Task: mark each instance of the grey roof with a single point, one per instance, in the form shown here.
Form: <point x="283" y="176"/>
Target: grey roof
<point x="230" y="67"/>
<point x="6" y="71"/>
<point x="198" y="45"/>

::::::::::

Copy every line of the records above, character for character, without any changes.

Task: mark each instance of the grey roof with a single point, one per instance, in the form shown here.
Form: <point x="283" y="176"/>
Target: grey roof
<point x="230" y="67"/>
<point x="6" y="71"/>
<point x="198" y="45"/>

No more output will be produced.